[Dataset rows showing where objects appear]

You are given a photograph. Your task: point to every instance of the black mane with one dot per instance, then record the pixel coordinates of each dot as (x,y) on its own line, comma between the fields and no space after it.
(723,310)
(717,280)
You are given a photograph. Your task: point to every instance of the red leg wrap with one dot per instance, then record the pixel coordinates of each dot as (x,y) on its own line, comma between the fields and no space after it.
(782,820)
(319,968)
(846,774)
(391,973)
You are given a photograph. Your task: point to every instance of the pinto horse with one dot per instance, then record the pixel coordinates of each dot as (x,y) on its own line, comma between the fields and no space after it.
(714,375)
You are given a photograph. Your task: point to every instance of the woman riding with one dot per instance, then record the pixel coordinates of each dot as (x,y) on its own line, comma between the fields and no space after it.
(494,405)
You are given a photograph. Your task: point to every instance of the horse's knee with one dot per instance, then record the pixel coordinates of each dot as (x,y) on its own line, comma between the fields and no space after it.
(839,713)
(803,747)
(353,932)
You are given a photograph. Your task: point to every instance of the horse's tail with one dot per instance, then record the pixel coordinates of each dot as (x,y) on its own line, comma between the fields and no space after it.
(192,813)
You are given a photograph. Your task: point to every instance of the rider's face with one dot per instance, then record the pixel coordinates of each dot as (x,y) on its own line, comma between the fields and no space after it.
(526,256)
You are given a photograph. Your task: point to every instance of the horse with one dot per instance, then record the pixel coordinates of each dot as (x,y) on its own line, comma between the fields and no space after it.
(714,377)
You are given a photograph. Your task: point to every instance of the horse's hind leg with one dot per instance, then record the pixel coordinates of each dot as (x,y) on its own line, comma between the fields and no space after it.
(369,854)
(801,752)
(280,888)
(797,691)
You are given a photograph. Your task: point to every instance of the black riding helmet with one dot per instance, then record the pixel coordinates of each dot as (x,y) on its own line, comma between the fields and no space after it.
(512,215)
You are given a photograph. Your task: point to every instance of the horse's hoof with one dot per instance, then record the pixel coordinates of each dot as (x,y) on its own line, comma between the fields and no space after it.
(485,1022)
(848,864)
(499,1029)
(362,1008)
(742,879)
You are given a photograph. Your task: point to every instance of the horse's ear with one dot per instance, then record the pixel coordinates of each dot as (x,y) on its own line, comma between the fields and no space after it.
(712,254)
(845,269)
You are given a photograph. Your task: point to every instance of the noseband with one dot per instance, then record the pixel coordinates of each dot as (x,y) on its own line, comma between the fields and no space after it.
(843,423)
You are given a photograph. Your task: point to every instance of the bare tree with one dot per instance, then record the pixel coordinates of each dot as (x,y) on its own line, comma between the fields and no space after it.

• [Goal of the exercise]
Can you output every line of the listing above as a numbered list, leaving out any blank lines?

• [Completed exercise]
1. You are given a photograph. Your task: point to every instance of the black mane with one dot per instance, then record the pixel coordinates of each dot as (x,y) on its own line, comma between the fields and no space after it.
2. (723,310)
3. (717,280)
4. You are given a photograph. Your task: point to every instance of the red leg wrap with one dot per instance, then record the pixel coordinates of each dot as (x,y) on its own line, comma between the fields and no space after it.
5. (782,820)
6. (319,968)
7. (846,774)
8. (391,973)
9. You are given a photograph. Your task: point to every instance of the pinto horse with one dot per instance, then record the pixel coordinates of each dot as (x,y) on its own line, comma between the fields and no space after it.
10. (714,375)
11. You are given a photograph. Your task: point to every instance of the woman riding with one dot per instance, then record the pixel coordinates of each dot as (x,y) on its own line, comma between the fields and no space after it.
12. (494,405)
13. You are given a photograph. Your task: point to every instance of the horse's knee with one dot per instance, then record the pixel coordinates of each dot as (x,y) on its own line, comma between the fields and no space after it.
14. (839,713)
15. (803,747)
16. (353,932)
17. You are given a photograph. Your task: point to every instance of the horse's tail with one dot per instance, then record the pixel coordinates of each dot as (x,y) on its own line, comma between the fields and no space after it.
18. (192,813)
19. You are given a photograph. Your task: point to every instance of the rider's face with one dot per instance, then record the pixel coordinates of each dot as (x,y) on its own line, comma between the fields and no space after it.
20. (526,256)
21. You are given a photograph. Your task: point to every instance of the horse with one dot per instance, then record the pixel coordinates of each dot as (x,y) on its own line, comma between the fields and no space after it.
22. (714,377)
23. You are given a photograph. Your task: point to every instance of the horse's hind leg with one dot per instance, then record the pixel coordinates of each dot as (x,y) on its own line, comma between the fields and no space after it.
24. (369,854)
25. (801,752)
26. (280,888)
27. (797,691)
28. You are given a photograph. Your task: point to every instance of the black riding helmet with one dot per instance, then record the pixel coordinates of each dot as (x,y) on its own line, comma between the fields and no space after it.
29. (512,215)
30. You are given a photograph. Your task: point to every instance of the horse's hoof with one dot per instance, then record the pixel coordinates of each dot as (x,y) on its own line, comma between the fields and no space after it.
31. (485,1022)
32. (848,864)
33. (499,1029)
34. (362,1008)
35. (742,879)
36. You are given a photograph. Your task: point to every instance of the horse's ear with one dot per instance, then record the pixel coordinates of each dot as (x,y) on its own line, comma between the fields and no space after it.
37. (712,254)
38. (845,269)
39. You are given a photograph. Your task: point to every instance of the noseband with one dot per instance, then record the pixel coordinates of each dot as (x,y) on its own line, comma between the fields and no space after it.
40. (843,423)
41. You are given a photograph. Your task: point to every instance of the bare tree with one dot per instance, then record the pixel coordinates of each dot as (x,y) on its own line, comma between the fields and no space after it.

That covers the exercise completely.